Но тут, мне кажется, общее свойство всей стилистики шестидесятников, если и есть святое, то это война, и отсыл идёт не к пресловутым «ленинским нормам», а к «фронтовым нормам», к тем людям, которым в середине шестидесятых было совсем немного лет – чуть больше сорока.
Это были очень деятельные люди, многие из которых не только стали начальниками, но бегали за девками и вообще были не чужды всякой жизни. Их авторитет не был съеден, рассказы о сирени близ минного поля не могли ещё показаться пошлостью – это рассказывалось наперво, это было рядом и ощутимо.
Но герои «Июльского дождя» (и это очень хорошо видно) сдавались времени.
А время – вещь даже более безжалостная, чем чужие танки.
«ZOO, или Письма не о любви» Виктора Шкловского кончаются одной историей (в советских переизданиях её часто опускали) – Шкловский пишет:
«Я поднимаю руку и сдаюсь.

> **Задания**:
1. Выпишите из отрывка о шестидесятниках фрагмент от слов «Но тут, мне» до слов «чуть больше сорока.» включительно.
2. Изложите суть отрывка о шестидесятниках в двух предложениях.
3. Продолжите отрывок о шестидесятниках, начав сразу после его последней фразы.

> **Исходные данные**:
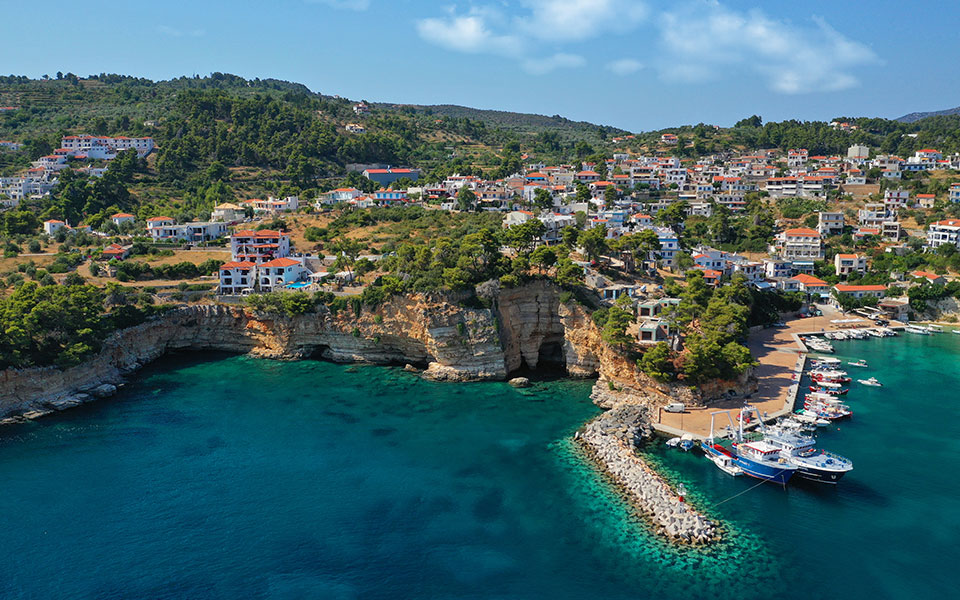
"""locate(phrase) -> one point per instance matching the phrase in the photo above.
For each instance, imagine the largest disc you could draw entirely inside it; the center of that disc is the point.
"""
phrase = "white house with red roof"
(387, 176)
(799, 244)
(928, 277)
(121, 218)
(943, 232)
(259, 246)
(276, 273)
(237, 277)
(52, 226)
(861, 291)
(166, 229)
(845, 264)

--

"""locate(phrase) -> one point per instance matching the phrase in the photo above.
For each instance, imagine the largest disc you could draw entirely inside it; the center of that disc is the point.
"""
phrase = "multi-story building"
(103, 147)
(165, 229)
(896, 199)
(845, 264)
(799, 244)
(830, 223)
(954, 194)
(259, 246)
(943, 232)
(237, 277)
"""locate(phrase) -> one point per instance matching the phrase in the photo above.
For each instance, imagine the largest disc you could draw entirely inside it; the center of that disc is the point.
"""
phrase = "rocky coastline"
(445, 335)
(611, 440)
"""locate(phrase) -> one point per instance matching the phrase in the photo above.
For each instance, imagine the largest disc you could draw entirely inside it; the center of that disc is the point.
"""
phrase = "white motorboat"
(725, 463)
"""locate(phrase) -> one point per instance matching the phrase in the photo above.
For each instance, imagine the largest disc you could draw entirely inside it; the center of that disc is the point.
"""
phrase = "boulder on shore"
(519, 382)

---

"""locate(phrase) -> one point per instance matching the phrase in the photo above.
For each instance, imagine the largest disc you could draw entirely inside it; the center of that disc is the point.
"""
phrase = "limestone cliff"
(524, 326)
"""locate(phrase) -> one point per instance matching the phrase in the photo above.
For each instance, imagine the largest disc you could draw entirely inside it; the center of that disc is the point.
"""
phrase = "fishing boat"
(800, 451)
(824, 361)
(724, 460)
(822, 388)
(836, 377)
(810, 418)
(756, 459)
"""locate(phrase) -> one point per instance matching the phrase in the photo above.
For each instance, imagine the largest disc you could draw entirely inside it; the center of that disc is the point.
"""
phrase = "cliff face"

> **Ответы по порядку**:
1.
Но тут, мне кажется, общее свойство всей стилистики шестидесятников, если и есть святое, то это война, и отсыл идёт не к пресловутым «ленинским нормам», а к «фронтовым нормам», к тем людям, которым в середине шестидесятых было совсем немного лет – чуть больше сорока.

2. Для шестидесятников святыней оставалась война, а ориентиром служили «фронтовые нормы», то есть деятельные люди чуть старше сорока, чей авторитет ещё не был подорван. Однако герои «Июльского дождя» сдавались времени, которое безжалостнее чужих танков.

3.
Впустите в Россию меня и весь мой нехитрый багаж <...>
Не повторяйте одной старой эрзерумской истории: при взятии этой крепости друг мой Зданевич ехал по дороге.
По обеим сторонам пути лежали зарубленные аскеры. У всех них сабельные удары пришлись на правую руку и в голову.
Друг мой спросил:
“Почему у всех них удар пришелся в руку и голову?”
Ему ответили:
“Очень просто, аскеры, сдаваясь, всегда поднимают правую руку”» .
Суть в том, что эти шестидесятнические конструкции как бы говорили: «Я поднимаю руку и сдаюсь».
Да только спасу им не было.
Более того, теперь пафос барда в лесу проходит гораздо более жестокую проверку.
А Москва в этом фильме и правда красивая, чего уж там.